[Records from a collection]
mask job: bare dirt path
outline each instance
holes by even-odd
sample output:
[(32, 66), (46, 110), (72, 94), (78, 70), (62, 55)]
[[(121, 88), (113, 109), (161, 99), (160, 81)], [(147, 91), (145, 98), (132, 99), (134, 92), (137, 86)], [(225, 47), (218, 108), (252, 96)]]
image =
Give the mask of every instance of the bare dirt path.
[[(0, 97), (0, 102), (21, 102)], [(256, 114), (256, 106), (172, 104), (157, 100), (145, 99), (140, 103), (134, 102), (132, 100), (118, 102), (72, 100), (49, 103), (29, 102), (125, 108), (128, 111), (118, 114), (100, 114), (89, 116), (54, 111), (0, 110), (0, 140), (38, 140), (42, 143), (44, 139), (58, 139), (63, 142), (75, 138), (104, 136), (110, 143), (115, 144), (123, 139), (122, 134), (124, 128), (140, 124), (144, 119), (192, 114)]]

*WHAT THE TASK REQUIRES*
Quote the data above line for line, changing nothing.

*TASK OUTPUT*
mask job: bare dirt path
outline each instance
holes by even-odd
sample output:
[(32, 66), (46, 110), (72, 94), (78, 70), (62, 55)]
[[(121, 88), (113, 109), (161, 99), (160, 81)], [(147, 91), (145, 98), (132, 99), (134, 92), (137, 86)], [(225, 47), (218, 108), (252, 96)]]
image =
Give the mask of every instance of the bare dirt path.
[[(0, 97), (0, 102), (21, 102)], [(256, 114), (256, 106), (172, 104), (157, 100), (145, 99), (140, 103), (134, 102), (132, 100), (118, 102), (72, 100), (49, 103), (29, 102), (125, 108), (128, 111), (118, 114), (100, 114), (89, 116), (54, 111), (0, 110), (0, 140), (38, 140), (42, 143), (44, 139), (58, 139), (63, 142), (75, 138), (104, 136), (110, 143), (115, 144), (123, 139), (122, 134), (124, 128), (140, 124), (144, 119), (192, 114)]]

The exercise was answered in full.